## Begin Source data

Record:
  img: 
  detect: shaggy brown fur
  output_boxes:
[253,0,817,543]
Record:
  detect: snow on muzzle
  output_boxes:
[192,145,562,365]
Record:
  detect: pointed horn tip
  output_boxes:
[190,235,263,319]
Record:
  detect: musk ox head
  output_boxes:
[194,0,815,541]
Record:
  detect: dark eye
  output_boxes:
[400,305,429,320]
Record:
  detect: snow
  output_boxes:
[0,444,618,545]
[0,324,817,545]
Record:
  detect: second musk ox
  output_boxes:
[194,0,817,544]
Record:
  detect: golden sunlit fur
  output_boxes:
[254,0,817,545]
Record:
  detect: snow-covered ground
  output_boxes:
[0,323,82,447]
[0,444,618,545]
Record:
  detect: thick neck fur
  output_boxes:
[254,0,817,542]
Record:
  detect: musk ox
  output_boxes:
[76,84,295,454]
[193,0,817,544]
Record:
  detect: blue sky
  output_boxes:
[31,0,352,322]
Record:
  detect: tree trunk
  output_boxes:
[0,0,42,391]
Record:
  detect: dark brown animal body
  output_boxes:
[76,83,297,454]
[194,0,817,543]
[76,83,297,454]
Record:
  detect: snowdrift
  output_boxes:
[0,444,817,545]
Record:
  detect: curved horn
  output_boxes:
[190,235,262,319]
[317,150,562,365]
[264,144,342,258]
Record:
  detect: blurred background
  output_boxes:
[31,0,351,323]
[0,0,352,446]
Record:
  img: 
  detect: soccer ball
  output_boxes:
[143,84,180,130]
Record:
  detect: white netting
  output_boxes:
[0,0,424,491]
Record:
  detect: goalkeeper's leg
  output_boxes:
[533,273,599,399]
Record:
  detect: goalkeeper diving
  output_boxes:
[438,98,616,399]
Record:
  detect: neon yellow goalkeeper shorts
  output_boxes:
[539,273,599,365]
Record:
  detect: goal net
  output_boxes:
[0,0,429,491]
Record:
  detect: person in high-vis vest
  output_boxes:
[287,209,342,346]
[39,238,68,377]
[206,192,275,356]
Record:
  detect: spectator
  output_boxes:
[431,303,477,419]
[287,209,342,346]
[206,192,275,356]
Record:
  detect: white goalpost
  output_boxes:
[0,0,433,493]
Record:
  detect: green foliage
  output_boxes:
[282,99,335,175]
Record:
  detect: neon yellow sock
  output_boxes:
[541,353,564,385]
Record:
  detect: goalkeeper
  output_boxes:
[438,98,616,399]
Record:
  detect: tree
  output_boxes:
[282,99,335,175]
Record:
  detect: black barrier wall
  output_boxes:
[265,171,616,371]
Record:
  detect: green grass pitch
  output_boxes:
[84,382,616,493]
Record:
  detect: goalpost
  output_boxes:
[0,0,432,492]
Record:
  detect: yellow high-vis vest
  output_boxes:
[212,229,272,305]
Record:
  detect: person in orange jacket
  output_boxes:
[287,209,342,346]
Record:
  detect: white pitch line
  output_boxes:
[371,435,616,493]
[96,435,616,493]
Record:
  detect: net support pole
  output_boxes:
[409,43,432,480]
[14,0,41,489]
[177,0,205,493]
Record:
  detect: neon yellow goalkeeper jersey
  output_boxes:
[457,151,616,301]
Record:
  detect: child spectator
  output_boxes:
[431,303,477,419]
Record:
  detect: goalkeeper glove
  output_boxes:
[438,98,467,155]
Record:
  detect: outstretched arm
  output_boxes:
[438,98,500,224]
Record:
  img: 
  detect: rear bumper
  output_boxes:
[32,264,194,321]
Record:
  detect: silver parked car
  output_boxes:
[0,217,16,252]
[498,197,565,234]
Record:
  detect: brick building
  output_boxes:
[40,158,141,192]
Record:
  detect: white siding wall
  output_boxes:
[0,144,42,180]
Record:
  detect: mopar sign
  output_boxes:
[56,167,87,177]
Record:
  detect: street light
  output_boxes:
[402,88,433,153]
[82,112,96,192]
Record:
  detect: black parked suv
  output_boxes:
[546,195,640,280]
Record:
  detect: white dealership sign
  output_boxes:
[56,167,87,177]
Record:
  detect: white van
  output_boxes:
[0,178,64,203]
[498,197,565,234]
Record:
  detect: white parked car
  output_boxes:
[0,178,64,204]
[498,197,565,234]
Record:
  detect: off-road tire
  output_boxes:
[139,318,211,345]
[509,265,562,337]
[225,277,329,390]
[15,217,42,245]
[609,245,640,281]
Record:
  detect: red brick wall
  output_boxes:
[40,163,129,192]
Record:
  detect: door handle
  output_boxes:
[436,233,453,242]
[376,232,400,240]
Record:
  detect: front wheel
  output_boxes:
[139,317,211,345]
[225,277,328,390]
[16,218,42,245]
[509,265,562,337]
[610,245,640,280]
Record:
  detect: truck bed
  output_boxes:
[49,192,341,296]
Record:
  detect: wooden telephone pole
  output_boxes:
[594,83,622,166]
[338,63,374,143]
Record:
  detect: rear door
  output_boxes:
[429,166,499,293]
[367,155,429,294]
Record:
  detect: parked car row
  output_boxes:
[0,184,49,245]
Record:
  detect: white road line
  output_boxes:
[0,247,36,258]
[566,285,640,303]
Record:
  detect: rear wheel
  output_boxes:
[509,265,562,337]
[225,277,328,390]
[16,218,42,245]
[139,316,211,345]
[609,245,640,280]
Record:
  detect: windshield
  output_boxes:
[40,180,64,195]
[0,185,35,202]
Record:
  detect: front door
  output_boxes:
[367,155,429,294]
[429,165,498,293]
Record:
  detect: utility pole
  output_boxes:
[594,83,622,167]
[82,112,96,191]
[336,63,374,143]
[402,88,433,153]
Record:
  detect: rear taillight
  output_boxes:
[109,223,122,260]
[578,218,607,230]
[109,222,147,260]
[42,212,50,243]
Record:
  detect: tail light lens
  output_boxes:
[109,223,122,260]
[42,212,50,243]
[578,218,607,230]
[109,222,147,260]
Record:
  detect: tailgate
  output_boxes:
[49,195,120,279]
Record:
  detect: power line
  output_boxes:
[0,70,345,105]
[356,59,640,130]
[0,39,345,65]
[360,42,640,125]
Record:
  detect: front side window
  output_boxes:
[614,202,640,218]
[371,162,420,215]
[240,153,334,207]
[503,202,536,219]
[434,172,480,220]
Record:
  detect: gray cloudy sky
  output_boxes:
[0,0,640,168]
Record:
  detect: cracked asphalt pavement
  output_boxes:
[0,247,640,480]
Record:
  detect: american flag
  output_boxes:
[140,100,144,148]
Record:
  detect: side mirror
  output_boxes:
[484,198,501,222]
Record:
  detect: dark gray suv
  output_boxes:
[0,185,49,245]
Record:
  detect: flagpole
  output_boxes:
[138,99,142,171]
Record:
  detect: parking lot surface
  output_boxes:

## End Source data

# [Written task]
Reproduce all of the lines above, substituting "muskox" for every occurrence of "musk ox" and leaving everything else unchanged.

# [Correct answer]
Record:
  img: 
  detect: shaggy brown fur
  output_boxes:
[253,0,817,543]
Record:
  detect: snow on muzzle
  output_boxes:
[192,145,562,365]
Record:
  detect: pointed horn tip
  output_boxes:
[190,235,263,319]
Record:
  detect: muskox head
  output_boxes:
[194,0,815,541]
Record:
  detect: dark eye
  output_boxes:
[400,305,429,320]
Record:
  detect: snow
  output_boxes:
[0,444,618,545]
[0,324,817,545]
Record:
  detect: second muskox
  output_boxes:
[194,0,817,544]
Record:
  detect: golden sunlit fur
  output_boxes:
[254,0,817,545]
Record:
  detect: snow-covered ground
  output_boxes:
[0,323,82,447]
[0,444,618,545]
Record:
  detect: thick neck fur
  output_boxes:
[254,0,817,542]
Record:
  detect: muskox
  output_boxes:
[76,84,295,454]
[193,0,817,544]
Record:
  detect: blue sky
  output_boxes:
[31,0,352,322]
Record:
  detect: tree trunk
  output_boxes:
[0,0,42,391]
Record:
  detect: dark brown animal body
  output_boxes:
[76,83,297,454]
[194,0,817,543]
[76,83,297,454]
Record:
  detect: snowdrift
  output_boxes:
[0,444,817,545]
Record:
  detect: curved horn
  output_boxes:
[190,235,262,319]
[317,150,562,365]
[264,144,342,258]
Record:
  detect: blurred background
  output_boxes:
[31,0,351,323]
[0,0,352,446]
Record:
  img: 
  detect: soccer ball
  output_boxes:
[143,84,180,130]
Record:
  detect: white netting
  output_boxes:
[0,0,424,491]
Record:
  detect: goalkeeper's leg
  output_boxes:
[533,273,599,399]
Record:
  detect: goalkeeper diving
  output_boxes:
[438,98,616,399]
Record:
  detect: neon yellow goalkeeper shorts
  output_boxes:
[539,273,599,365]
Record:
  detect: goal net
  output_boxes:
[0,0,429,491]
Record:
  detect: person in high-vis vest
  output_boxes:
[287,209,342,346]
[39,238,68,377]
[206,192,275,356]
Record:
  detect: spectator
  output_boxes:
[431,303,477,419]
[287,209,342,346]
[206,192,275,356]
Record:
  detect: white goalpost
  output_boxes:
[0,0,433,493]
Record:
  detect: green foliage
  output_boxes:
[282,99,335,175]
Record:
  detect: neon yellow sock
  output_boxes:
[541,353,564,385]
Record:
  detect: goalkeeper
  output_boxes:
[438,98,616,399]
Record:
  detect: tree
  output_boxes:
[282,99,335,175]
Record:
  detect: black barrier wall
  output_boxes:
[265,171,616,371]
Record:
  detect: green grass pitch
  output_boxes:
[84,382,616,493]
Record:
  detect: goalpost
  output_boxes:
[0,0,432,492]
Record:
  detect: yellow high-vis vest
  output_boxes:
[212,229,272,305]
Record:
  detect: person in orange jacket
  output_boxes:
[287,209,342,346]
Record:
  detect: white pitch line
  output_boxes:
[371,435,616,493]
[96,435,616,493]
Record:
  detect: net support pole
  output_boxes:
[409,43,432,480]
[14,0,41,489]
[177,0,205,493]
Record:
  detect: neon yellow goalkeeper jersey
  output_boxes:
[457,151,616,301]
Record:
  detect: child spectator
  output_boxes:
[431,303,477,419]
Record:
  detect: goalkeeper glove
  output_boxes:
[438,98,467,155]
Record:
  detect: outstretched arm
  output_boxes:
[438,98,500,224]
Record:
  img: 
  detect: rear bumper
  output_boxes:
[32,264,194,321]
Record:
  detect: silver parked car
  output_boxes:
[0,217,16,252]
[498,197,565,234]
Record:
  detect: brick building
  output_boxes:
[40,158,141,192]
Record:
  detect: white siding wall
  output_boxes:
[0,144,42,180]
Record:
  detect: mopar sign
  output_boxes:
[56,167,87,177]
Record:
  detect: street light
  output_boxes:
[402,88,433,153]
[82,112,96,192]
Record:
  detect: black parked suv
  output_boxes:
[546,195,640,280]
Record:
  detect: white dealership sign
  output_boxes:
[56,167,87,177]
Record:
  detect: white van
  output_boxes:
[0,178,64,203]
[498,197,565,234]
Record:
  detect: white parked car
  output_boxes:
[0,178,64,204]
[498,197,565,234]
Record:
  detect: off-road tire
  output_boxes:
[139,318,211,345]
[509,265,562,337]
[225,277,329,390]
[15,217,42,245]
[609,245,640,281]
Record:
  detect: red brick wall
  output_boxes:
[40,163,129,192]
Record:
  detect: door handle
  output_boxes:
[436,233,453,242]
[376,232,400,240]
Record:
  detect: front wheel
  output_boxes:
[139,317,211,345]
[225,277,328,390]
[16,218,42,245]
[509,265,562,337]
[610,245,640,280]
Record:
  detect: truck bed
  output_boxes:
[49,192,341,296]
Record:
  detect: wooden telephone pole
  output_boxes:
[594,83,622,166]
[338,63,374,143]
Record:
  detect: rear door
  output_boxes:
[429,166,499,293]
[367,155,429,294]
Record:
  detect: parked car row
  output_boxes:
[0,184,49,245]
Record:
  detect: white road line
  output_boxes:
[0,247,36,258]
[566,285,640,303]
Record:
  detect: rear wheel
  output_boxes:
[509,265,562,337]
[225,277,328,390]
[16,218,42,245]
[139,316,211,345]
[609,245,640,280]
Record:
  detect: windshield
  output_boxes:
[40,180,64,195]
[0,185,35,202]
Record:
  detect: front door
  output_boxes:
[367,155,429,294]
[429,165,498,293]
Record:
  detect: utility pole
  output_boxes:
[594,83,622,167]
[82,112,96,191]
[336,63,374,143]
[402,88,433,153]
Record:
  detect: rear taillight
  output_boxes:
[109,223,122,260]
[578,218,607,230]
[109,222,147,260]
[42,212,50,243]
Record:
  detect: tail light lens
  output_boxes:
[109,223,122,260]
[42,212,50,243]
[578,218,607,230]
[109,222,147,260]
Record:
  detect: tailgate
  output_boxes:
[49,195,120,279]
Record:
  detect: power line
  output_boxes:
[0,70,345,105]
[356,59,640,130]
[0,39,345,65]
[360,42,640,125]
Record:
  detect: front side window
  output_boxes:
[614,202,640,218]
[371,162,420,215]
[240,153,334,207]
[503,202,536,219]
[434,172,480,220]
Record:
  detect: gray cloudy sky
  output_boxes:
[0,0,640,168]
Record:
  detect: cracked asphalt pavement
  output_boxes:
[0,247,640,480]
Record:
  detect: american flag
  output_boxes:
[140,100,144,148]
Record:
  detect: side mirror
  output_boxes:
[484,198,501,222]
Record:
  detect: dark gray suv
  output_boxes:
[0,185,49,245]
Record:
  detect: flagpole
  output_boxes:
[138,99,142,171]
Record:
  detect: parking lot surface
  output_boxes:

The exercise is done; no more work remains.